- [Input data]:
++++++

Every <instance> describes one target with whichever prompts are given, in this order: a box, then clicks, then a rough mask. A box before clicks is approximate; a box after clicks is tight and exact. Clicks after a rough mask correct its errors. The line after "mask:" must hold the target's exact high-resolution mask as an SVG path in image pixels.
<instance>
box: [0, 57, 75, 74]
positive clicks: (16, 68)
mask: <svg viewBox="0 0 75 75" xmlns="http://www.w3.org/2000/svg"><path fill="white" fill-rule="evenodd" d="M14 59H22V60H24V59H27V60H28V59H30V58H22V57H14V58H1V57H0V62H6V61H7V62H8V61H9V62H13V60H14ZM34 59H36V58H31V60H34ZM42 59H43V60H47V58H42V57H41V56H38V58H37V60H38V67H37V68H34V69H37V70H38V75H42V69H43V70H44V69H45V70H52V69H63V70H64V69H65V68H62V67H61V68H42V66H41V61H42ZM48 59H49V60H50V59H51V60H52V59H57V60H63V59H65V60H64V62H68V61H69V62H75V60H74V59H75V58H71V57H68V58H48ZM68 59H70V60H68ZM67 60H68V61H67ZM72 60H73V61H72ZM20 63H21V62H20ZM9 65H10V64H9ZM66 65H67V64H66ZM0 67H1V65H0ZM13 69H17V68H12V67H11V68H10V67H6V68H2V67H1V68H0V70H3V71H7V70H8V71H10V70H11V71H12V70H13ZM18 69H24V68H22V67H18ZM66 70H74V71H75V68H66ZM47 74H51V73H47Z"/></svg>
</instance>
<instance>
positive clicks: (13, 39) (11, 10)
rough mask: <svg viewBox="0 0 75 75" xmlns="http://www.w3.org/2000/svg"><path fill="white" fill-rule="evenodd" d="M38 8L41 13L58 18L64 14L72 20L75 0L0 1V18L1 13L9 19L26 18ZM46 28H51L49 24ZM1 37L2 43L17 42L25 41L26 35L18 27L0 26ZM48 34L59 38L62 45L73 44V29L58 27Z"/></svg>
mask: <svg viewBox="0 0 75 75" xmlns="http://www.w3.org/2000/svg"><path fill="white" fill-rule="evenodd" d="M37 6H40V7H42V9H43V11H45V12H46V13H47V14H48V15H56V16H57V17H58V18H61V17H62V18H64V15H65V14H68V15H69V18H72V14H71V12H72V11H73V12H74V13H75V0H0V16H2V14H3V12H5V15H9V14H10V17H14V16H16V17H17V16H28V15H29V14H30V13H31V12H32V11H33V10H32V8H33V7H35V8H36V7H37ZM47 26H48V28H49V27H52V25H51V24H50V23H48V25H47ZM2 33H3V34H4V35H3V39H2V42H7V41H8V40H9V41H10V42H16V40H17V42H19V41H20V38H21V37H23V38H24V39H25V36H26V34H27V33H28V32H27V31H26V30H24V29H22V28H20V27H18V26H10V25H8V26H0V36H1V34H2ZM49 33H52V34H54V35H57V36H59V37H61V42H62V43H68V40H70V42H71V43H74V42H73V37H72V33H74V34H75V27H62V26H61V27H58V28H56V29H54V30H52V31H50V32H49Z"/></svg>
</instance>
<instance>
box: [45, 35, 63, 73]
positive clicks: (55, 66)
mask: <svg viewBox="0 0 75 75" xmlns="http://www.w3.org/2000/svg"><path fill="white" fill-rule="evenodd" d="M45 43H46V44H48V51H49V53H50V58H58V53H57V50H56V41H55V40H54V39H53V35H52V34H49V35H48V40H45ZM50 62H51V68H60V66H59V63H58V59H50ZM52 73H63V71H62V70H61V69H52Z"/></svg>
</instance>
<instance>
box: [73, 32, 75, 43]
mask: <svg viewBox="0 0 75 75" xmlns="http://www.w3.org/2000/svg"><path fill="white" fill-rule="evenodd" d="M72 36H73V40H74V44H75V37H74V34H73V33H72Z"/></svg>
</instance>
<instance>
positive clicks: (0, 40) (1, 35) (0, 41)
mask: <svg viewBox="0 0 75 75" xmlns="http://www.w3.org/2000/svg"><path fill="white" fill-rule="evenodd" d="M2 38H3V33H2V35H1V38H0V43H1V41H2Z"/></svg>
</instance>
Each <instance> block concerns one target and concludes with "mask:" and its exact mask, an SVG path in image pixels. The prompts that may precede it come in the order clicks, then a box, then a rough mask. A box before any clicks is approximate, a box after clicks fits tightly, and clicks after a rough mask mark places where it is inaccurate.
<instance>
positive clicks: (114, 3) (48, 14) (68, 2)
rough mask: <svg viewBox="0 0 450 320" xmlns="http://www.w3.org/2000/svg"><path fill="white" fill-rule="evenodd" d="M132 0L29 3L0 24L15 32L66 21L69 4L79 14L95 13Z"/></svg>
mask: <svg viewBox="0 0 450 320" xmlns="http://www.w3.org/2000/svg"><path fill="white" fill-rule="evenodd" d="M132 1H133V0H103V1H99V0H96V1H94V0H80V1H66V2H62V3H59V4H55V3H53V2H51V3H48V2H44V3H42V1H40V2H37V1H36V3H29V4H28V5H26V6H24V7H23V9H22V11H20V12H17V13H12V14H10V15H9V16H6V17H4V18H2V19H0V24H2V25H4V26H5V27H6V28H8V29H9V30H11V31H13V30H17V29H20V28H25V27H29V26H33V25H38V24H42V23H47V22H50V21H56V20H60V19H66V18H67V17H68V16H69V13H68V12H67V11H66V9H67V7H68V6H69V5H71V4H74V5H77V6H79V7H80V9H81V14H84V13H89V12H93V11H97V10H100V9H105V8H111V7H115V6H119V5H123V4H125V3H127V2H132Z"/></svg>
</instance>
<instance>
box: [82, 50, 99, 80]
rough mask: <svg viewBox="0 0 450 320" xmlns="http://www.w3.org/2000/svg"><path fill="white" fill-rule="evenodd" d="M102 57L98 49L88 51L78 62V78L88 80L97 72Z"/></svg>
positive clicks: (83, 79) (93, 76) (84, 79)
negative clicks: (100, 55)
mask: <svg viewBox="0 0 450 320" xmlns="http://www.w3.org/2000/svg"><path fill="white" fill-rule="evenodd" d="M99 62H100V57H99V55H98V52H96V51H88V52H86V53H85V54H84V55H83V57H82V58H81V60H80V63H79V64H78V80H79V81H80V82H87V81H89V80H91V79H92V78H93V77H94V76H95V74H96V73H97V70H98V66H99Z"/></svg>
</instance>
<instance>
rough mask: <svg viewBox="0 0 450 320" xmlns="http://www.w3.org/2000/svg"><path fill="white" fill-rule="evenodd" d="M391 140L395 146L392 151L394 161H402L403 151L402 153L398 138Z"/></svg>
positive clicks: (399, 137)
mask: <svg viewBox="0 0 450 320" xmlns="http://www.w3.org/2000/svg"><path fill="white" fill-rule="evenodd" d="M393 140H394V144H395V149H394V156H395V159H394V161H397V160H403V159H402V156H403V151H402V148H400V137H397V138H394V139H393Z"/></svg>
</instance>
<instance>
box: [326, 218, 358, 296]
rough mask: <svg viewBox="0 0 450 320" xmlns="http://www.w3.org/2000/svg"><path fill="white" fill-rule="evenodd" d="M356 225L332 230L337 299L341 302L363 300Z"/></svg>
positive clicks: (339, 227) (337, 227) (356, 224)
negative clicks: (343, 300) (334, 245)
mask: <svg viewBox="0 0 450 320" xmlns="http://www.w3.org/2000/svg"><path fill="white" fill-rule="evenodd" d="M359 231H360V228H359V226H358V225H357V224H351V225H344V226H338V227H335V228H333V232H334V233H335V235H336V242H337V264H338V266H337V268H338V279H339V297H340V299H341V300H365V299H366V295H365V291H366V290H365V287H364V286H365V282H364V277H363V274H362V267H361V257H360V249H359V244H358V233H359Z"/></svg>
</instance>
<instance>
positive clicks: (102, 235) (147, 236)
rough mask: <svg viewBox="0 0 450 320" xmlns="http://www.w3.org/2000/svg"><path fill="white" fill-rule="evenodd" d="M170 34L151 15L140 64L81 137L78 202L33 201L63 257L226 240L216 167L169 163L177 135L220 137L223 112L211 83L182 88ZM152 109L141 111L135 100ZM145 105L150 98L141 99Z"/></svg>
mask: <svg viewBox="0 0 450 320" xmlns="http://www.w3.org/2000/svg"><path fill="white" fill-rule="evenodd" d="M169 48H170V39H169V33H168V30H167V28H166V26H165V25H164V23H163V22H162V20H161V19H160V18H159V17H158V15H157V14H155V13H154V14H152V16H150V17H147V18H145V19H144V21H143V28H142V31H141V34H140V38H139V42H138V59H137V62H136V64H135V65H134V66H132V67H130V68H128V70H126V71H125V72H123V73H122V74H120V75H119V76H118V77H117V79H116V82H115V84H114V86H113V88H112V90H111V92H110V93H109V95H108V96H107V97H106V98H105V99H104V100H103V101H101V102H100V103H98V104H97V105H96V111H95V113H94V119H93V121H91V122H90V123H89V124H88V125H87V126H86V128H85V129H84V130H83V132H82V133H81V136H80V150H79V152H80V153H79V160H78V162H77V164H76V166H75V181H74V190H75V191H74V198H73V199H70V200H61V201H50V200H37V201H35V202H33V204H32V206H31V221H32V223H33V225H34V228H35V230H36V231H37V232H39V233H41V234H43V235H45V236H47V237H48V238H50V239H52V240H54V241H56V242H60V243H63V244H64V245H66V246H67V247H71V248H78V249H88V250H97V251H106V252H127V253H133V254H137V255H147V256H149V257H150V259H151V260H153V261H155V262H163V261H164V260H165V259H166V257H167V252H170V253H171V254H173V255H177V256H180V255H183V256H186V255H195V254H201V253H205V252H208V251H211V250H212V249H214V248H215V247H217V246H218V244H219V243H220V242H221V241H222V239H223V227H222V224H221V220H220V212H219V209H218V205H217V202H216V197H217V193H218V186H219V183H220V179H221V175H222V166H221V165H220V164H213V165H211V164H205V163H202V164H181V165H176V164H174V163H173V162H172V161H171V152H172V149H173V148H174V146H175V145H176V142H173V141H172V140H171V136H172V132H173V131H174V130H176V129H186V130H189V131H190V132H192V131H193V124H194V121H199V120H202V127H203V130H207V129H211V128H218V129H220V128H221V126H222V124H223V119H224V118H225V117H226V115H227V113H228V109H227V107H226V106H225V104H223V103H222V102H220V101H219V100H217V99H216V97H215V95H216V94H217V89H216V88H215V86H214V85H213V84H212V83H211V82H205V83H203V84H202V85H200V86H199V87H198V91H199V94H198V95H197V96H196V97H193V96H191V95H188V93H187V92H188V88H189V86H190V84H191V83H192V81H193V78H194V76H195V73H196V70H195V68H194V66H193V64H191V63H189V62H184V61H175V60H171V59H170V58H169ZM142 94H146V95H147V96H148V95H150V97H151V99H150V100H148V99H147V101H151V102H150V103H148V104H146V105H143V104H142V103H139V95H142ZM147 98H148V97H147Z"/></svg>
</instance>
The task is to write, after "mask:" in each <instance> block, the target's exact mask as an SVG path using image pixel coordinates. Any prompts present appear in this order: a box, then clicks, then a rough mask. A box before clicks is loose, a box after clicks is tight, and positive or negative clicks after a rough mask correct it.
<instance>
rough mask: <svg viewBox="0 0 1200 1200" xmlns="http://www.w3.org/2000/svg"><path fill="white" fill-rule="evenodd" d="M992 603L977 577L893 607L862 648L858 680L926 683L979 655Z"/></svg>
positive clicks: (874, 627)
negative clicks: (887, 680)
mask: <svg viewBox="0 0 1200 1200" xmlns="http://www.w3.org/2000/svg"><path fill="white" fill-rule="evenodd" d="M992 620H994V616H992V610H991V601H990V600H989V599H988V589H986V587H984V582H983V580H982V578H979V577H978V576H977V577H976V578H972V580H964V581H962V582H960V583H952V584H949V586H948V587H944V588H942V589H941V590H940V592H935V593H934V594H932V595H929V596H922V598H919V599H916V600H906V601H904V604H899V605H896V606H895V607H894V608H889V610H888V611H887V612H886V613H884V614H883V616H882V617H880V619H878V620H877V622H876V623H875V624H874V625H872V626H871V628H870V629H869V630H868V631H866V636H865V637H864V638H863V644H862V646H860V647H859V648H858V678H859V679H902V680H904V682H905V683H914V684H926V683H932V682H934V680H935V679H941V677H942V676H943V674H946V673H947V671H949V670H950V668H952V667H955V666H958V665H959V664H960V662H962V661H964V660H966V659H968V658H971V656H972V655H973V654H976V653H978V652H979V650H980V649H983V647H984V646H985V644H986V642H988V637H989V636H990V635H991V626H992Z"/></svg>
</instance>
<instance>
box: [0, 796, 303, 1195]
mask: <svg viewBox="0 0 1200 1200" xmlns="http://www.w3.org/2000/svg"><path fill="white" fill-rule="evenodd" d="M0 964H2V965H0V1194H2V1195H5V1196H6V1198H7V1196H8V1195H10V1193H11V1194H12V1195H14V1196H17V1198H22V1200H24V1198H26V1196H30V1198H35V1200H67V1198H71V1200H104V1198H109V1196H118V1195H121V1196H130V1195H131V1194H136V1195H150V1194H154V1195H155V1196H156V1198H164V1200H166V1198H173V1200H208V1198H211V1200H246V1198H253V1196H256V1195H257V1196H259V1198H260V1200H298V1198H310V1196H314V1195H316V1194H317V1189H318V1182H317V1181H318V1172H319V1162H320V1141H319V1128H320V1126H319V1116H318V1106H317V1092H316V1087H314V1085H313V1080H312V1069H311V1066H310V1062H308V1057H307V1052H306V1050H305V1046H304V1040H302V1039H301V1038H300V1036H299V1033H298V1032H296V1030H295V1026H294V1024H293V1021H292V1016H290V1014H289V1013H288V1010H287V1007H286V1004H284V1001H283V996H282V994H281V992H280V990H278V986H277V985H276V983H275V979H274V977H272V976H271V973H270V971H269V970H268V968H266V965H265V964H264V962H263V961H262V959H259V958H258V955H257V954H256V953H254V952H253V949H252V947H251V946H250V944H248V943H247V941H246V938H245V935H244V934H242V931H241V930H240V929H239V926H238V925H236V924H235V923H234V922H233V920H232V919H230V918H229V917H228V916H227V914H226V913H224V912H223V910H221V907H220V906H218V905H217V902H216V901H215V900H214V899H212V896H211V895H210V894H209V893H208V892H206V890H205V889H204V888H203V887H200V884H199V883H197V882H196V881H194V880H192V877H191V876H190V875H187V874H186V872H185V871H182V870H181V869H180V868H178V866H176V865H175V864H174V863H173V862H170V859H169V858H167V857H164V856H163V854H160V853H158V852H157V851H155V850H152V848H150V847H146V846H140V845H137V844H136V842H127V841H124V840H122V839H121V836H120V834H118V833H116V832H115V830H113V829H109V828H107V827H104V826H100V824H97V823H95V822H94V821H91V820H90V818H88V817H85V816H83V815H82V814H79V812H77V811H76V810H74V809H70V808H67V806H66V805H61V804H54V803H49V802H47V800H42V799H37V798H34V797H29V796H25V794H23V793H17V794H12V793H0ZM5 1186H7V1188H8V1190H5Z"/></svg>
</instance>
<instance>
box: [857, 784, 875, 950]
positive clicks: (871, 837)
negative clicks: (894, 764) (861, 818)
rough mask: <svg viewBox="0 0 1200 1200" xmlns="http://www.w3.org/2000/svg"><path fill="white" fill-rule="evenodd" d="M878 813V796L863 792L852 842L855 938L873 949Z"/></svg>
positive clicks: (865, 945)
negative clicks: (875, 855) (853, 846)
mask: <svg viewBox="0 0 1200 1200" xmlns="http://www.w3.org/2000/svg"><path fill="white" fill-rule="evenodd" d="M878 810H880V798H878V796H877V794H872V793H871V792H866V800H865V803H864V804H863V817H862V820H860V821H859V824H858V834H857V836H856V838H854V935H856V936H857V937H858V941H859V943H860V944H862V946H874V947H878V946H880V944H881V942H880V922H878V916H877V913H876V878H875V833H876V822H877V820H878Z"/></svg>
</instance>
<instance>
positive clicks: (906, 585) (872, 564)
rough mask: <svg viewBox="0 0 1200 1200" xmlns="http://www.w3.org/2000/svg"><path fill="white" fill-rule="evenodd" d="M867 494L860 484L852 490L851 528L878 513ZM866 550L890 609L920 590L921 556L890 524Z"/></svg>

++++++

Reproduce the rows unchanged, starting with the line that contains "negative clicks: (875, 855) (853, 846)" and going on through the last line of the rows.

negative clicks: (875, 855) (853, 846)
mask: <svg viewBox="0 0 1200 1200" xmlns="http://www.w3.org/2000/svg"><path fill="white" fill-rule="evenodd" d="M878 810H880V798H878V796H877V794H872V793H871V792H866V800H865V803H864V804H863V817H862V820H860V821H859V824H858V834H857V836H856V838H854V935H856V936H857V937H858V941H859V943H860V944H862V946H874V947H878V946H880V944H881V942H880V922H878V916H877V913H876V878H875V833H876V822H877V820H878Z"/></svg>
</instance>
<instance>
positive clicks: (906, 585) (872, 564)
rough mask: <svg viewBox="0 0 1200 1200" xmlns="http://www.w3.org/2000/svg"><path fill="white" fill-rule="evenodd" d="M867 494L860 484L852 490L851 528L878 513ZM866 550L890 609L920 590L921 556L890 524Z"/></svg>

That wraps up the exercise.